■ STUDY QUESTIONS
[1] In the article below on the Berkeley Springs meth lab, what bail are McCumbee and Courtney being held on?
[2] Rewrite the paragraph beginning "After receiving written consent" from the article below on the Berkeley Springs meth lab as a short bulleted list that keeps its main facts.
[3] Pick up the article below on the Berkeley Springs meth lab after its final sentence and continue writing it.

[[ DOCUMENT EXTRACT, beginning ]]

Meth lab found in basement of Berkeley Springs home
Police arrested two Berkeley Springs residents for operating a clandestine lab to manufacture methamphetamine in the basement of a house along Martinsburg Road on Tuesday night. West Virginia State Police discovered the lab shortly after 6 p.m. on Tuesday, March 4, when they were called to the 2000 block of Martinsburg Road for a domestic dispute in progress.
Trooper Samuel Smith arrested Jeremy Adam McCumbee, 31, and Trista Lynn Courtney, 25, following questioning and a search of the home, which is owned by McCumbee’s mother. Both McCumbee and Courtney live in the home.
According to a criminal complaint filed in Morgan County Magistrate Court, Trooper Smith was “familiar with McCumbee” from a previous arrest for public intoxication. At that time, McCumbee told police he was addicted to methamphetamine, Trooper Smith said in his report. Police indicated they had received information in the last several weeks that McCumbee was selling and using the drug.
When Trooper Smith questioned McCumbee about cooking methamphetamine in the residence, McCumbee told police he did have a clandestine lab, commonly known as a “shake and bake” lab, in the basement. He said Courtney had been present while he purchased the ingredients used to manufacture methamphetamine at various locations in Berkeley Springs.
After receiving written consent to search the home, Trooper Smith and Sgt. L.A. Faircloth of the State Police Special Response Team located a black plastic container, which McCumbee described as being the “lab” in which he cooked meth. Both Sgt. Faircloth and Trooper Smith are certified to search and identify clandestine laboratories. Samples were removed from the black container for further testing, police said.
According to a statement from Courtney, taken by Cpl. V.E. Branham of the State Police, “she and McCumbee had been cooking methamphetamine for the past ‘couple’ months.”
Both McCumbee and Courtney are being held at the Eastern Regional Jail in lieu of $20,000 cash-only bail. Their case in Magistrate Court has been assigned to Magistrate Greg Miller, but no hearing has been set in the case yet. Because the charge of operating a clandestine lab is a felony, the case will likely be moved to Morgan County Circuit Court. According to state law, the penalty for operating such a lab is 2-10 years in prison.

[[ DOCUMENT EXTRACT, end ]]
[[ DATA SECTION, beginning ]]

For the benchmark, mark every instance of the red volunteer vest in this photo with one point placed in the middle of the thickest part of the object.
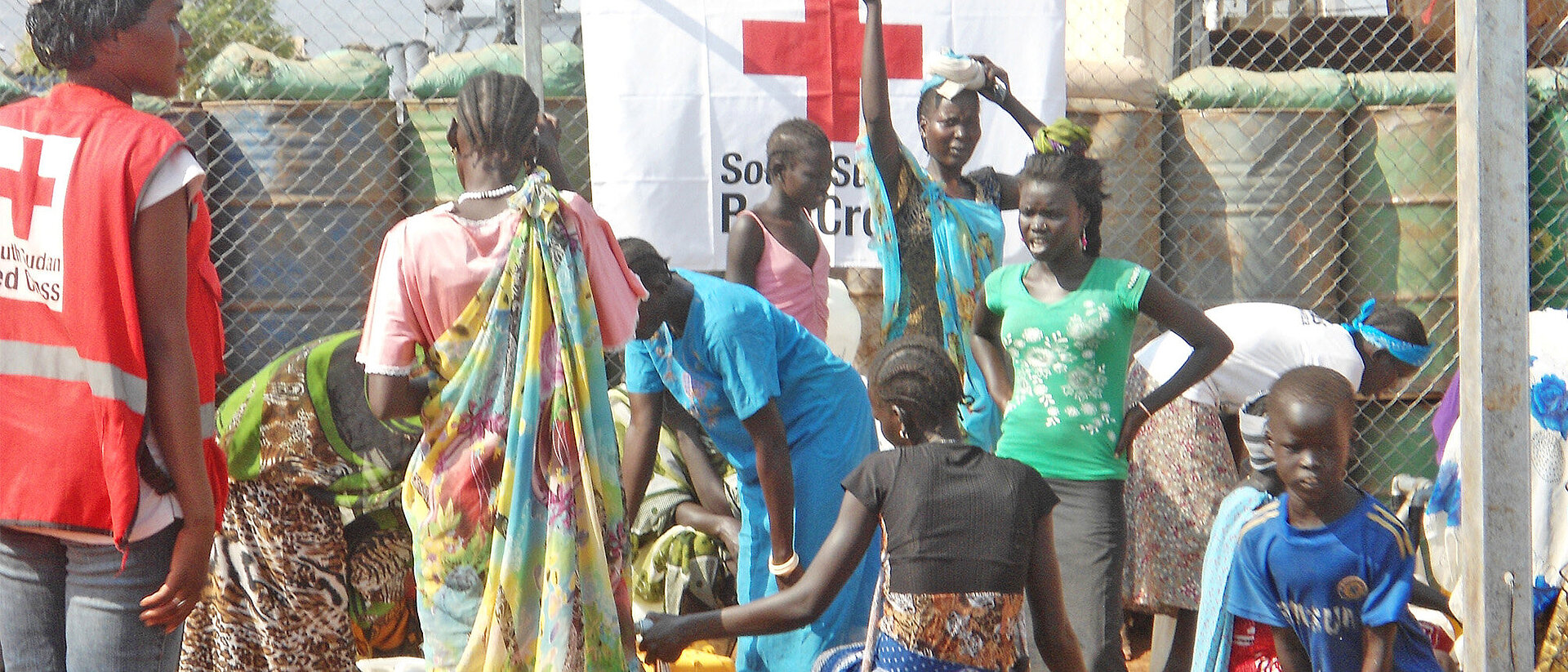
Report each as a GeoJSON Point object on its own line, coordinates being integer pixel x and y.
{"type": "Point", "coordinates": [73, 368]}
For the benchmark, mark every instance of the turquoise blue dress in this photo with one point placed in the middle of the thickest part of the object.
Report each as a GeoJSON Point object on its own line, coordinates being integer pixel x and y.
{"type": "Point", "coordinates": [737, 353]}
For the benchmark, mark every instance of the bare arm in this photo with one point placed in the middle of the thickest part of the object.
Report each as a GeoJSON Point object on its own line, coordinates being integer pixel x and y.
{"type": "Point", "coordinates": [778, 481]}
{"type": "Point", "coordinates": [985, 345]}
{"type": "Point", "coordinates": [1293, 655]}
{"type": "Point", "coordinates": [642, 443]}
{"type": "Point", "coordinates": [880, 135]}
{"type": "Point", "coordinates": [1053, 634]}
{"type": "Point", "coordinates": [1209, 346]}
{"type": "Point", "coordinates": [1026, 119]}
{"type": "Point", "coordinates": [786, 610]}
{"type": "Point", "coordinates": [1377, 648]}
{"type": "Point", "coordinates": [157, 248]}
{"type": "Point", "coordinates": [745, 251]}
{"type": "Point", "coordinates": [395, 397]}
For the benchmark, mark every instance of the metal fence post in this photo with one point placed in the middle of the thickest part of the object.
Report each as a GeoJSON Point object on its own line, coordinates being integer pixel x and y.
{"type": "Point", "coordinates": [1493, 281]}
{"type": "Point", "coordinates": [532, 41]}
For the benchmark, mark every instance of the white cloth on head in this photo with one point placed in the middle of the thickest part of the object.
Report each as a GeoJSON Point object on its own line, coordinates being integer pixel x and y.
{"type": "Point", "coordinates": [1269, 340]}
{"type": "Point", "coordinates": [959, 73]}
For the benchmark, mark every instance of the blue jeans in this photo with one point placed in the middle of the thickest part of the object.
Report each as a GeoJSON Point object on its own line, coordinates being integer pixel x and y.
{"type": "Point", "coordinates": [68, 605]}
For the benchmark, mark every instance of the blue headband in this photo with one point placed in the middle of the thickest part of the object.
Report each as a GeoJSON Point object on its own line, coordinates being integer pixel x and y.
{"type": "Point", "coordinates": [1404, 351]}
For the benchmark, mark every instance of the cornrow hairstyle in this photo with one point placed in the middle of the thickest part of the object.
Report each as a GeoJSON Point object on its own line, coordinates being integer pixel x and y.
{"type": "Point", "coordinates": [497, 113]}
{"type": "Point", "coordinates": [1082, 176]}
{"type": "Point", "coordinates": [1399, 323]}
{"type": "Point", "coordinates": [1312, 384]}
{"type": "Point", "coordinates": [794, 138]}
{"type": "Point", "coordinates": [918, 376]}
{"type": "Point", "coordinates": [63, 30]}
{"type": "Point", "coordinates": [644, 259]}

[[ DATA SECTION, end ]]

■ EXPECTED RESPONSES
[1] $20,000 cash-only bail

[2]
- After getting written consent, Trooper Smith and Sgt. L.A. Faircloth of the State Police Special Response Team searched the home.
- They found a black plastic container that McCumbee described as the "lab" where he cooked meth.
- Both officers are certified to search for and identify clandestine laboratories.
- Samples were taken from the container for further testing.

[3]
Labs are a hazard
Sgt. Faircloth confirmed that meth labs are considered sources of hazardous material, and said the West Virginia Department of Environmental Protection (DEP) and the Morgan County Health Department were both notified of the discover of the lab on Martinsburg Road.
Because of the dangers of the method used to “cook” meth, the West Virginia DEP and police agencies have received special training to respond to calls involving labs. Homes and hotel rooms used as meth labs typically require specialized cleaning before they are considered safe to be inhabited, according to law enforcement officials.
A “shake and bake” lab is a one-pot method of making small amounts of crystallized methamphetamine – a highly addictive synthetic stimulant that is injected, smoked or snorted by users. Among the ingredients and supplies needed to operate the labs are pseudoephedrine, found in over-the-counter cold and allergy medicines, plus camping fuel, lye, cold packs and other sources of ammonium nitrate, said Sgt. Faircloth.
West Virginia State Police seized more than 500 of the labs in southern West Virginia in 2013. Efforts to combat the labs have included attempts to reduce access to pseudoephedrine, which is necessary to make the drug.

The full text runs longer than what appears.